■ **TASK GOAL**
Repeat the records below exactly as they appear, leaving out any pictures.

DATA FOR THE TASK section start

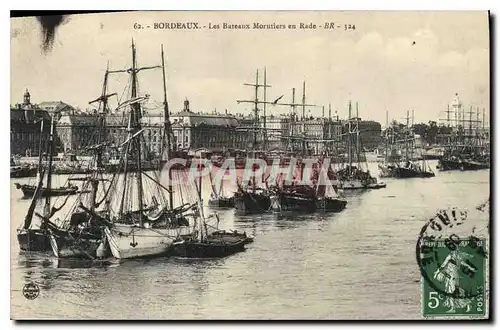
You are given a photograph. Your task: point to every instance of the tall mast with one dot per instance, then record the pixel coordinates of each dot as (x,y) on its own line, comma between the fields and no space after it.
(256,109)
(292,121)
(264,106)
(40,153)
(349,140)
(256,103)
(412,136)
(166,113)
(303,100)
(386,136)
(49,167)
(136,121)
(407,133)
(358,147)
(166,130)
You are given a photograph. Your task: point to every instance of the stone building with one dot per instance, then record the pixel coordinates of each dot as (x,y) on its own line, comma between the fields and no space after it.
(201,130)
(56,108)
(26,128)
(370,133)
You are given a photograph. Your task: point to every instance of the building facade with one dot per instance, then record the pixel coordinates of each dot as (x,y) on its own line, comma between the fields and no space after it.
(26,121)
(201,130)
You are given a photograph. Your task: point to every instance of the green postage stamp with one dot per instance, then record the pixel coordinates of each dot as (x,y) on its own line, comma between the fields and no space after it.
(454,280)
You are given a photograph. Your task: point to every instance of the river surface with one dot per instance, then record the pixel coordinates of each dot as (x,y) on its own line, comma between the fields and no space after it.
(357,264)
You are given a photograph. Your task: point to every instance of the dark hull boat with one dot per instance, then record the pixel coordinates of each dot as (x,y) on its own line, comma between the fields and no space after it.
(22,172)
(248,202)
(330,204)
(29,191)
(211,247)
(221,202)
(462,165)
(402,172)
(32,239)
(293,202)
(64,245)
(232,235)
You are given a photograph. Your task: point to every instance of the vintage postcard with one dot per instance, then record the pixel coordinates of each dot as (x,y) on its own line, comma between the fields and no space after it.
(250,165)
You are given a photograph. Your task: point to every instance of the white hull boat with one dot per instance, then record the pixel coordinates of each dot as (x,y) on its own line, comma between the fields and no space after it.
(129,241)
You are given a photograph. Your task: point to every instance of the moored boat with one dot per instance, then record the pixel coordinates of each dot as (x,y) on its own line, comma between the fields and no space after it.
(29,190)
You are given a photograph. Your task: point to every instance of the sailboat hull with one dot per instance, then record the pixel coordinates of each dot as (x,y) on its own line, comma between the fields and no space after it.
(251,203)
(29,191)
(221,202)
(64,246)
(287,203)
(401,172)
(128,242)
(214,248)
(328,204)
(358,184)
(34,240)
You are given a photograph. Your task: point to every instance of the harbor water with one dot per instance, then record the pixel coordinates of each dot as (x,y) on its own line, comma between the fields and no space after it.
(357,264)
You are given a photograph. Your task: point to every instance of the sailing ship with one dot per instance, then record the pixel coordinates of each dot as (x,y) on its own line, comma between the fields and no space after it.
(218,199)
(204,244)
(250,198)
(407,167)
(142,224)
(294,197)
(37,239)
(352,177)
(327,195)
(29,189)
(466,149)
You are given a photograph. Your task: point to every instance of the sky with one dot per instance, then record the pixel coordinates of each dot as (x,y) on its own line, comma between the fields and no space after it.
(391,61)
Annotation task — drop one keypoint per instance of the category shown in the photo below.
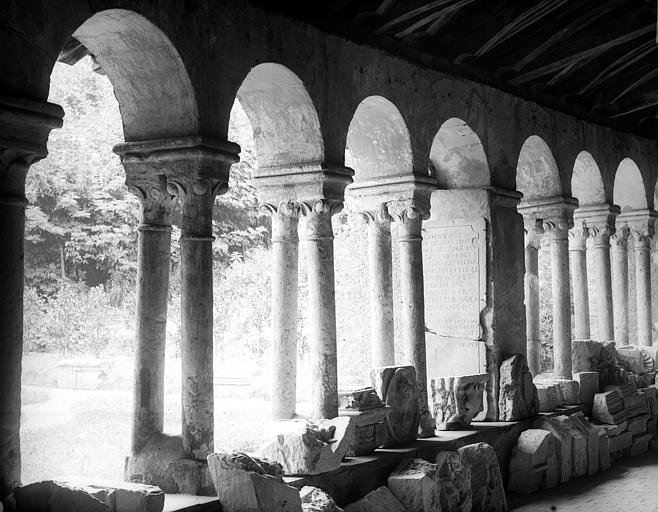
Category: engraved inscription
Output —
(454, 265)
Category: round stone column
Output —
(642, 250)
(380, 273)
(153, 261)
(285, 291)
(578, 271)
(319, 239)
(412, 301)
(619, 257)
(532, 245)
(558, 232)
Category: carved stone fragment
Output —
(398, 387)
(533, 465)
(379, 500)
(486, 481)
(309, 448)
(518, 394)
(415, 483)
(249, 484)
(457, 400)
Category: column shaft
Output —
(561, 304)
(381, 292)
(412, 298)
(643, 290)
(532, 308)
(322, 308)
(619, 258)
(153, 259)
(285, 248)
(197, 320)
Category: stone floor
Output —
(631, 484)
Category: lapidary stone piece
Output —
(415, 483)
(398, 388)
(245, 483)
(455, 477)
(316, 500)
(457, 400)
(487, 486)
(518, 394)
(533, 465)
(308, 448)
(379, 500)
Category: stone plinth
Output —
(457, 400)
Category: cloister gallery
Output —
(471, 174)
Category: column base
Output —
(164, 463)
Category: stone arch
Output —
(628, 190)
(378, 141)
(586, 181)
(537, 173)
(284, 120)
(457, 157)
(155, 94)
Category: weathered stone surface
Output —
(455, 477)
(533, 465)
(486, 480)
(316, 500)
(309, 448)
(79, 493)
(249, 484)
(562, 437)
(415, 483)
(518, 394)
(379, 500)
(398, 387)
(457, 400)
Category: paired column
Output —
(380, 273)
(409, 217)
(285, 291)
(619, 257)
(319, 238)
(533, 233)
(153, 261)
(24, 129)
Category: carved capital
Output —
(318, 216)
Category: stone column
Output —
(285, 290)
(578, 271)
(532, 245)
(153, 260)
(319, 238)
(24, 129)
(380, 267)
(619, 257)
(409, 217)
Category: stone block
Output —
(81, 493)
(379, 500)
(457, 400)
(640, 444)
(486, 480)
(578, 447)
(249, 484)
(562, 437)
(455, 477)
(533, 465)
(305, 447)
(415, 483)
(518, 394)
(316, 500)
(398, 388)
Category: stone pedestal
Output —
(24, 129)
(285, 291)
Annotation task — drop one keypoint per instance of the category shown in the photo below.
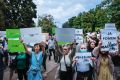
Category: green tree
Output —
(47, 23)
(2, 19)
(19, 13)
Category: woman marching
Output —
(65, 68)
(104, 65)
(34, 72)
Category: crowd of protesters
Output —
(31, 64)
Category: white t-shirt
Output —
(62, 62)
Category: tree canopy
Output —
(108, 11)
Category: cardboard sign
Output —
(109, 40)
(2, 33)
(65, 34)
(12, 33)
(79, 35)
(15, 46)
(31, 35)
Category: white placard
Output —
(109, 40)
(110, 26)
(31, 35)
(2, 33)
(80, 57)
(79, 35)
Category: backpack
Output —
(21, 61)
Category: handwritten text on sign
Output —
(80, 57)
(109, 40)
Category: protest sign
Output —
(46, 35)
(31, 35)
(65, 35)
(79, 35)
(2, 33)
(80, 57)
(110, 26)
(12, 33)
(83, 58)
(15, 46)
(109, 40)
(53, 30)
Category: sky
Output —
(62, 10)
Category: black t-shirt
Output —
(116, 60)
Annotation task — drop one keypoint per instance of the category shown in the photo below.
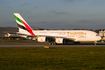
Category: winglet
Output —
(22, 24)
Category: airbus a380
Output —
(55, 36)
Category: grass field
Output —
(54, 58)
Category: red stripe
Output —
(29, 29)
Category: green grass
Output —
(54, 58)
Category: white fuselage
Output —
(76, 35)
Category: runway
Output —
(52, 45)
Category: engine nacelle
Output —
(59, 40)
(41, 39)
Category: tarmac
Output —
(4, 44)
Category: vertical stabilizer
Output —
(22, 24)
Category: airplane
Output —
(55, 36)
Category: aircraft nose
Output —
(99, 38)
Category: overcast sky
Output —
(55, 14)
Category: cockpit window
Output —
(97, 34)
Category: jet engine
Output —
(59, 40)
(41, 39)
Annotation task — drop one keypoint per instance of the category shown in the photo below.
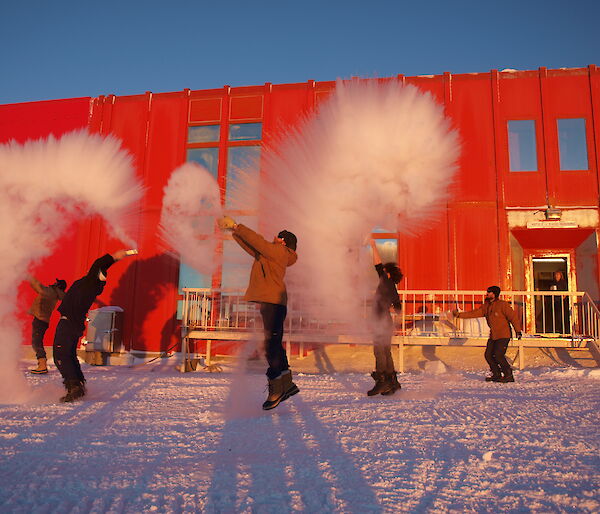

DATA FOR THE TASK section end

■ **SOLVED PROBLEM**
You are given a photograph. Your task: point to every instance of the tall mast with one dot per instance, then record the pixel coordinates of each dot as (x,y) on its own line, comma between the fields and no space after it.
(256,109)
(292,121)
(264,106)
(40,153)
(349,140)
(256,103)
(412,136)
(166,113)
(303,100)
(386,136)
(49,167)
(136,121)
(407,133)
(358,147)
(166,130)
You are given a photograph. Your task: point to every instance of the stone building with one dot per instance, then record the pixel coordinates of each dot as (x,y) on its own line, comma between the fields and no space after it.
(201,130)
(56,108)
(26,128)
(370,133)
You are given a photograph. Your task: point to every instance of the building facade with one dot per instance, then record the pixel coordinates of each dot as (x,y) on its own line, comma between the fields and no space after it.
(26,121)
(201,130)
You are given a photograph. Your task: point to every instance of the green postage stamp with one dot per instance, then record the pixel coordinates of each dot as (x,y) on its own line, comma between the fields and no space after it.
(454,280)
You are given a photograph. Your task: point to every instance of the river surface with one dot per instance, then record the pixel coordinates of each dot as (x,y) on its own line, comma between the fields and no space after it.
(357,264)
You are given a photograph. Your task: point to every instance of the dark hull boat with one dot per instance, then record the pixel coordinates of each dot as (x,y) on its own line, comma between the fields and no space after it.
(22,172)
(248,202)
(330,204)
(29,191)
(211,247)
(221,202)
(462,165)
(402,172)
(32,239)
(293,202)
(64,245)
(232,235)
You are given a photograph. Your task: point to every instance of the vintage postcard with one dot per instance, then record the pixel coordinates of each dot as (x,y) on its own line, comma between the fields and no space after it.
(250,165)
You are given a photograph. Your task: point to every instance of the white hull boat with one dot per instance, then record the pixel coordinates of each dot as (x,y) on its own line, comma between the fields and no space after it.
(129,241)
You are given a photograph. Your task: point to every instance of the moored boat with one dot per instance, then record the pixel coordinates of each dot as (x,y) on its own line, comma between the fields and no space after it.
(29,190)
You are given a photograph. Your task: point to every instance of the sailboat hull with one dot per instance, then record the pixel coordinates of each dot as (x,y) on its own line, comma between the fields and no space after it.
(251,203)
(29,191)
(221,202)
(64,246)
(287,203)
(401,172)
(128,242)
(214,248)
(328,204)
(358,184)
(34,240)
You are given a photograph. Your task: point to every instance of the harbor water with one dot per instance, then record the pixel coordinates of each dot as (x,y) on its own line, comma between the fields and no space after it.
(357,264)
You are given a photograph. Your task: point to every instance of the sailing ship with one dot per instance, then record the pixel coordinates of each dot as (x,y) on its own line, comma between the fields and no space after it.
(218,199)
(204,244)
(250,198)
(407,167)
(142,224)
(294,197)
(37,239)
(352,177)
(327,195)
(29,189)
(466,149)
You are given a photograph. Your task: point to every instance of the sky with one dot per instance, then record the pixel coordinates of each dot as (x,y) on its own line, comma between the fields and no space after it.
(391,61)
Annotation task — drop one keypoint per instance of the category shown in the photo below.
Category: engraved inscription
Output —
(454, 265)
Category: round stone column
Output —
(642, 250)
(380, 273)
(153, 261)
(285, 291)
(578, 271)
(319, 239)
(412, 301)
(619, 257)
(532, 245)
(558, 232)
Category: carved stone fragment
Output —
(398, 387)
(533, 465)
(379, 500)
(486, 481)
(309, 448)
(518, 394)
(415, 483)
(249, 484)
(457, 400)
Category: column shaft
Output —
(561, 304)
(381, 292)
(412, 298)
(643, 290)
(532, 308)
(322, 308)
(619, 258)
(153, 259)
(285, 248)
(197, 320)
Category: stone floor
Output —
(631, 484)
Category: lapidary stone piece
Output —
(415, 483)
(398, 388)
(245, 483)
(455, 477)
(316, 500)
(457, 400)
(487, 486)
(518, 394)
(533, 465)
(308, 448)
(379, 500)
Category: stone plinth
Output —
(457, 400)
Category: cloister gallery
Output —
(471, 174)
Category: column base
Output —
(164, 463)
Category: stone arch
Output —
(628, 190)
(378, 141)
(586, 181)
(537, 173)
(284, 120)
(457, 157)
(155, 94)
Category: weathered stone surface
Output —
(455, 477)
(533, 465)
(486, 480)
(316, 500)
(309, 448)
(79, 493)
(249, 484)
(562, 437)
(415, 483)
(518, 394)
(379, 500)
(398, 387)
(457, 400)
Category: paired column
Output —
(380, 273)
(409, 217)
(285, 291)
(619, 257)
(319, 238)
(533, 233)
(153, 261)
(24, 129)
Category: carved capital
Output —
(318, 216)
Category: stone column
Output —
(285, 290)
(578, 271)
(532, 245)
(153, 260)
(319, 238)
(24, 129)
(380, 267)
(619, 257)
(409, 217)
Category: stone block
Output —
(81, 493)
(379, 500)
(457, 400)
(640, 444)
(486, 480)
(578, 447)
(249, 484)
(562, 437)
(455, 477)
(533, 465)
(305, 447)
(415, 483)
(518, 394)
(316, 500)
(398, 388)
Category: stone pedestal
Output —
(24, 129)
(285, 291)
Annotation task — drop one keypoint per instance of the category shown in the photo below.
Category: green tree
Output —
(47, 23)
(2, 19)
(19, 13)
Category: woman marching
Output —
(65, 68)
(104, 65)
(34, 72)
Category: crowd of protesters
Output —
(31, 64)
Category: white t-shirt
Output —
(62, 62)
Category: tree canopy
Output —
(108, 11)
Category: cardboard sign
Output —
(109, 40)
(2, 33)
(65, 34)
(12, 33)
(79, 35)
(15, 46)
(31, 35)
Category: white placard
Output —
(109, 40)
(110, 26)
(31, 35)
(2, 33)
(80, 57)
(79, 35)
Category: backpack
Output —
(21, 61)
Category: handwritten text on sign
Output —
(80, 57)
(109, 40)
Category: protest sign
Output —
(46, 35)
(31, 35)
(65, 35)
(79, 35)
(2, 33)
(80, 57)
(110, 26)
(12, 33)
(83, 58)
(15, 46)
(109, 40)
(53, 30)
Category: sky
Output —
(62, 10)
Category: black t-shirt
Output —
(116, 60)
Annotation task — drop one keypoint per instance of the category shown in the photo below.
Category: winglet
Output —
(22, 24)
Category: airbus a380
Output —
(55, 36)
Category: grass field
Output —
(54, 58)
Category: red stripe
Output —
(29, 29)
Category: green grass
Output —
(54, 58)
Category: white fuselage
Output —
(76, 35)
Category: runway
Output —
(52, 45)
Category: engine nacelle
Output —
(59, 40)
(41, 39)
Category: tarmac
Output —
(4, 44)
Category: vertical stabilizer
Output —
(22, 24)
Category: airplane
Output —
(55, 36)
Category: aircraft nose
Output —
(99, 38)
Category: overcast sky
Output —
(55, 14)
Category: cockpit window
Output —
(97, 34)
Category: jet engine
Output —
(59, 40)
(41, 39)
Annotation task — drop one keypoint per instance of the category shown in the photo below.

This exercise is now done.